• _WHAT YOU WILL DO_: Would you transcribe all of the entries that follow, word for word?

• _DATASET ENTRIES_:
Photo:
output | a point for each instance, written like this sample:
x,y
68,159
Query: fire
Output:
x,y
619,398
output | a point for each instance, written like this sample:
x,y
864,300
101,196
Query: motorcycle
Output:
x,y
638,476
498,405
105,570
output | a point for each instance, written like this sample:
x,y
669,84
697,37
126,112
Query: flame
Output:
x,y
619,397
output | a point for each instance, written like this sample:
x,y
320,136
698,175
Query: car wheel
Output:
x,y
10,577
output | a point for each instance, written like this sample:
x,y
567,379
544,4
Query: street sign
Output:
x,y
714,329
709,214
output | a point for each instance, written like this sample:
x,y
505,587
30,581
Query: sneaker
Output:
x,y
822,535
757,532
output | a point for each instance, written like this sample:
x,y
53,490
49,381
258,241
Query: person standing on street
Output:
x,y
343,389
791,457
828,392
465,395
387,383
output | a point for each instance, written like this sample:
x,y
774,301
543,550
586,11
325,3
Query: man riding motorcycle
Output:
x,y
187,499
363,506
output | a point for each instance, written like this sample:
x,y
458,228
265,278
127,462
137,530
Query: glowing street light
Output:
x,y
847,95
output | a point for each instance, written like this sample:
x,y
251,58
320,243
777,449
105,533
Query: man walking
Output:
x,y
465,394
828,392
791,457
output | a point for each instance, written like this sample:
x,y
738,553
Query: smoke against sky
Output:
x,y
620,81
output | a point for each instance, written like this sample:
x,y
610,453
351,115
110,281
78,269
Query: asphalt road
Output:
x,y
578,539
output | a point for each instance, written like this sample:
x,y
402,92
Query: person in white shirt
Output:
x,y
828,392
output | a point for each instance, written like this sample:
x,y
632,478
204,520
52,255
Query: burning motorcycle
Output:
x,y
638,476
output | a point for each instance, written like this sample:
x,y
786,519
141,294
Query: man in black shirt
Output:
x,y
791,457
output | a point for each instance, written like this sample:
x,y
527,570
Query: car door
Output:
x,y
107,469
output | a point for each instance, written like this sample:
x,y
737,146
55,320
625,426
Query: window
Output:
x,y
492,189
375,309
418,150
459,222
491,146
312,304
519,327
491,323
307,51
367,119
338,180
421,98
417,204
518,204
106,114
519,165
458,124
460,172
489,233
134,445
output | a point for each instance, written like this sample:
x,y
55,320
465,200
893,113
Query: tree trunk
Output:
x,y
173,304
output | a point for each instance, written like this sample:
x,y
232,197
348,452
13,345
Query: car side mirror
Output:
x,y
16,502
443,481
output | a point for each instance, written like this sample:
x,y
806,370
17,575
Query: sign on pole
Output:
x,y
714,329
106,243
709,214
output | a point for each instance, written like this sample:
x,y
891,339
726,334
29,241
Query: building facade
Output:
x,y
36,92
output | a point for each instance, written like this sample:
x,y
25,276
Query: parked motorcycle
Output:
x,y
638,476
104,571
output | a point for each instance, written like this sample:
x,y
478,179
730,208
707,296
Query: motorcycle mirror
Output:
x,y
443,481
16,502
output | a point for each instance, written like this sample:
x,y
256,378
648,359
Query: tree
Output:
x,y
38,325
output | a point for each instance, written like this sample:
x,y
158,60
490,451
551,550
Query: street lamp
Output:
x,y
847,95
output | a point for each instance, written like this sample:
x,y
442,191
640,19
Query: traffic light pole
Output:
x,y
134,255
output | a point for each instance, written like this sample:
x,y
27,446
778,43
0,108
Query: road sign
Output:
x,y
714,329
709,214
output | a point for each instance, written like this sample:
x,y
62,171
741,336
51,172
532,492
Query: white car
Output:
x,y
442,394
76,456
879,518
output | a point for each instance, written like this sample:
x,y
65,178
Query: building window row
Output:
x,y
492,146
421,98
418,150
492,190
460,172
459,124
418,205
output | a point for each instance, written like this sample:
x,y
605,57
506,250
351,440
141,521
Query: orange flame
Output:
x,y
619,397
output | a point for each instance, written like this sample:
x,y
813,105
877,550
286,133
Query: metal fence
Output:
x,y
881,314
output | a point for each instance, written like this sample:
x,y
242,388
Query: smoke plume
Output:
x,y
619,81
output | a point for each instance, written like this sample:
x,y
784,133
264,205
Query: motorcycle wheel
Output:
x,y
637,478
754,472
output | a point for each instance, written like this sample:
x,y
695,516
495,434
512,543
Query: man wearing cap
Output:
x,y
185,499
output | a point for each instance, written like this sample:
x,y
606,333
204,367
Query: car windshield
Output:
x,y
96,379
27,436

• _TASK RESPONSE_:
Photo:
output | a point for each instance, written like this sample:
x,y
68,159
Query: fire
Output:
x,y
619,398
output | a point for each instance, written like this sample:
x,y
864,300
101,196
Query: motorcycle
Output:
x,y
638,476
498,405
105,570
output | a point for each instance, written like this sample:
x,y
669,84
697,37
126,112
Query: flame
Output:
x,y
619,397
output | a point for each instance, written like this sample:
x,y
320,136
698,175
Query: car wheel
Output:
x,y
10,577
output | a point for each instance, written like this sample:
x,y
567,379
544,4
Query: street sign
Output:
x,y
714,329
709,214
output | a point for each instance, written like this sample:
x,y
505,587
30,581
Query: sneaker
Output:
x,y
822,535
757,532
output | a point for each instance, written like this sample:
x,y
53,490
49,381
258,241
Query: person standing on street
Output:
x,y
343,389
791,457
828,392
465,395
387,383
output | a point for each instance, written like this sample:
x,y
774,301
543,550
586,11
325,3
Query: man riding motorcycle
Output:
x,y
187,499
363,506
output | a point for each instance, written like this sample:
x,y
458,228
265,278
127,462
137,530
Query: glowing street light
Output:
x,y
847,95
output | a point for each instance, written like this sample:
x,y
251,58
320,243
777,449
105,533
Query: man walking
Output:
x,y
465,394
828,392
791,457
output | a point for each instance, written like this sample:
x,y
738,553
Query: smoke against sky
Output:
x,y
620,81
output | a point for each instance, written like this sample:
x,y
610,453
351,115
110,281
78,269
Query: asphalt road
Output:
x,y
578,539
output | a point for each instance, written like this sample:
x,y
402,92
Query: person in white shirt
Output:
x,y
828,392
output | a point for each instance, written like this sample:
x,y
632,478
204,520
52,255
Query: burning motorcycle
Output:
x,y
638,476
output | a point for each instance, written like this sample:
x,y
786,519
141,294
Query: man in black shirt
Output:
x,y
791,457
output | a point for each instance, written like this sample:
x,y
527,570
Query: car door
Output:
x,y
107,469
output | a point for each instance, written like this sample:
x,y
737,146
55,320
625,426
Query: window
Output:
x,y
492,189
375,309
418,150
459,222
491,146
312,304
519,327
491,323
307,51
367,119
338,180
421,98
417,204
518,204
106,114
519,165
458,124
460,172
489,233
134,445
output | a point for each instance, written like this sample:
x,y
55,320
465,200
893,113
Query: tree trunk
Output:
x,y
173,304
output | a point for each instance, written like this sample:
x,y
232,197
348,452
13,345
Query: car side mirror
Output:
x,y
16,502
443,481
output | a point for each instance, written like this sample:
x,y
806,370
17,575
Query: sign on pole
Output:
x,y
714,329
106,243
709,214
output | a point for each instance, written like this sample:
x,y
891,339
726,334
29,241
Query: building facade
Output:
x,y
36,92
output | a point for each instance, written like this sample:
x,y
25,276
Query: parked motorcycle
Output:
x,y
638,476
104,571
output | a point for each instance, written like this sample:
x,y
478,179
730,208
707,296
Query: motorcycle mirror
Output:
x,y
443,481
16,502
output | a point for each instance, written like this sample:
x,y
256,378
648,359
Query: tree
Output:
x,y
38,325
output | a point for each instance, written like this sample:
x,y
158,60
490,451
551,550
Query: street lamp
Output:
x,y
847,95
output | a point for each instance, written like this sample:
x,y
442,191
640,19
Query: traffic light pole
Output:
x,y
134,255
output | a point for each instance, written like this sample:
x,y
27,446
778,43
0,108
Query: road sign
Output:
x,y
714,329
709,214
output | a point for each instance, written like this sample:
x,y
62,171
741,336
51,172
532,492
Query: white car
Output:
x,y
442,394
76,456
879,518
output | a point for each instance, written like this sample:
x,y
65,178
Query: building window row
Output:
x,y
492,146
421,98
418,150
492,190
460,172
459,124
418,205
output | a point for each instance, written like this sample:
x,y
605,57
506,250
351,440
141,521
Query: orange flame
Output:
x,y
619,397
output | a point for each instance, written like this sample:
x,y
813,105
877,550
286,133
Query: metal fence
Output:
x,y
881,314
output | a point for each instance, written like this sample:
x,y
242,388
Query: smoke plume
Output:
x,y
619,81
output | a point for each instance, written like this sample:
x,y
784,133
264,205
Query: motorcycle wheel
Output:
x,y
637,478
754,472
output | a point for each instance, written like this sample:
x,y
695,516
495,434
512,543
Query: man wearing cap
Output:
x,y
185,499
output | a point for each instance, written like this sample:
x,y
606,333
204,367
Query: car windshield
Output:
x,y
96,379
27,436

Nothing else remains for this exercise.